### [TEXT]

....................

Categories: Synthesis of N-Heterocycles > Lactams >
Synthesis of β-lactams
A convenient Kinugasa reaction protocol enables a one-pot synthesis of 4-substituted β-lactams from inexpensive calcium carbide and nitrone derivatives. Calcium carbide is thereby activated by TBAFˇ3H2O in the presence of CuCl/NMI. The reaction provides rapid access to practical quantities of β-lactams substituted at position 4.
A. Hosseini, P. R. Schreiner, Org. Lett., 2019, 21, 3746-3749.
Catalytic generation of a ketene species directly from a terminal alkyne in the presence of a Rh(I) catalyst and 4-picoline N-oxide provides a novel and efficient entry to the Staudinger synthesis of β-lactams with high trans diastereoselectivity under mild conditions. Mechanistic studies suggest that the reaction proceeds through a metalloketene rather than free ketene intermediate.
I. Kim, S. W. Roh, D. G. Lee, C. Lee, Org. Lett., 2014, 16, 2482-2485.
Thermally promoted reactions of α-acyl-α-diazoacetates with imines deliver α-alkoxycarbonyl-substituted β-lactams with outstanding diastereoselectivity. DFT calculations revealed the occurrence of 1,3-oxazin-4-one intermediates.
J. Synofzik, D. Dar'in, M. S. Novikov, G. Kantin, O. Bakulina, M. Krasavin, J. Org. Chem., 2019, 84, 12101-12110.
A rhodium-hydride complex (Rh-H), generated from Et2Zn and RhCl(PPh3)3, catalyzes a 1,4-reduction of α,β-unsaturated esters. The resulting rhodium enolate reacted as a Reformatsky-type reagent with various imines to give syn-β-lactams in good to excellent yields with high diastereoselectivity.

....................

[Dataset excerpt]
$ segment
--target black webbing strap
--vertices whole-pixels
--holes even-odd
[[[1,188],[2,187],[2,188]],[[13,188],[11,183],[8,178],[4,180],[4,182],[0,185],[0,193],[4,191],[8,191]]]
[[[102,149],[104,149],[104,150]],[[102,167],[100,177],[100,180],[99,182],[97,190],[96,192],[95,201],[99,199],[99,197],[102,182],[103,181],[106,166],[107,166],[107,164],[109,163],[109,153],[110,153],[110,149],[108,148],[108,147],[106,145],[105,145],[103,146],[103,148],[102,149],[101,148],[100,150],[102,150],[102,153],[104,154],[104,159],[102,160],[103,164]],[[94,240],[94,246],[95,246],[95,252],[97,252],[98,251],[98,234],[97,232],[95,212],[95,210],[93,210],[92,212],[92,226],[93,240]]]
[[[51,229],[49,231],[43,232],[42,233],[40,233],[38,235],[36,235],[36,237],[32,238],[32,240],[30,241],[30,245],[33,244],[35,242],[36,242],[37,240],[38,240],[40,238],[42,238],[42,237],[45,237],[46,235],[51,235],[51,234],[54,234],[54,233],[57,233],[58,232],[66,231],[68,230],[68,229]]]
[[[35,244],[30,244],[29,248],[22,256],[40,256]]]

....................

### [GIVEN EXERCISE 1]
Using the β-lactam synthesis page, explain in one to three sentences how the rhodium enolate that reacts with imines is formed.
### [GIVEN EXERCISE 2]
Answer these questions from the β-lactam synthesis page:
(a) What activates calcium carbide in the Kinugasa reaction protocol?
(b) What kind of intermediate do mechanistic studies suggest for the Rh(I)-catalyzed reaction with 4-picoline N-oxide?
(c) Which intermediates did DFT calculations reveal in the reactions of α-acyl-α-diazoacetates with imines?
### [GIVEN EXERCISE 3]
Write the next part of the β-lactam synthesis page, picking up after its final sentence.
The listing comes from a separate source.

### [RIGHT ANSWER 1]
A rhodium-hydride complex, generated from Et2Zn and RhCl(PPh3)3, catalyzes a 1,4-reduction of α,β-unsaturated esters. That reduction produces the rhodium enolate, which then reacts as a Reformatsky-type reagent with imines to give syn-β-lactams.

### [RIGHT ANSWER 2]
(a) TBAFˇ3H2O, in the presence of CuCl/NMI
(b) A metalloketene rather than a free ketene intermediate
(c) 1,3-oxazin-4-one intermediates

### [RIGHT ANSWER 3]
M. Isoda, K. Sato, M. Funakoshi, K. Omura, A. Tarui, M. Omote, A. Ando, J. Org. Chem., 2015, 80, 8398-8405.
Preferential Rh(II) carbenoid intramolecular C-H versus O-H insertion derived from α-diazo-acetamides can be achieved in water by creating a large hydrophobic environment around the reactive carbenoid center using an appropriate combination of the catalyst and amide groups.
N. R. Candeias, P. M. P. Gois, C. A. M. Afonso, J. Org. Chem., 2006, 71, 5489-5497.
N-Tosyl-3-halo-3-butenylamines underwent efficient Ullmann-type coupling to afford 2-alkylideneazetidines, which could be readily converted to the corresponding β-lactams by oxidation with O3.
H. Lu, C. Li, Org. Lett., 2006, 8, 5365-5367.
A catalytic, highly diastereoselective synthesis of trans-β-lactams is based on a phosphonium fluoride precatalyst that both activates the nucleophile and directs the reaction process for high yield and diastereoselectivity.
C. J. Abraham, D. H. Paull, C. Dogo-Isonagie, T. Lectka, Synlett, 2009, 1651-1654.
A chiral N-heterocyclic carbene catalyzed the Staudinger reaction of arylalkylketenes with a variety of N-tert-butoxycarbonyl arylimines to give the corresponding cis-β-lactams in good yields with good diastereoselectivities and excellent enantioselectivities.
A.-R. Zhang, L. He, X. Wu, P.-L. Shao, S. Ye, Org. Lett., 2008, 10, 277-280.
A catalytic enantioselective Staudinger reaction is described that preferentially furnishes trans β-lactams. The use of an N-triflyl protecting group for the imine is crucial for the success of the reaction.
E. C. Lee, B. L. Hodous, E. Bergin, C. Shih, G. C. Fu, J. Am. Chem. Soc., 2005, 127, 11586-11587.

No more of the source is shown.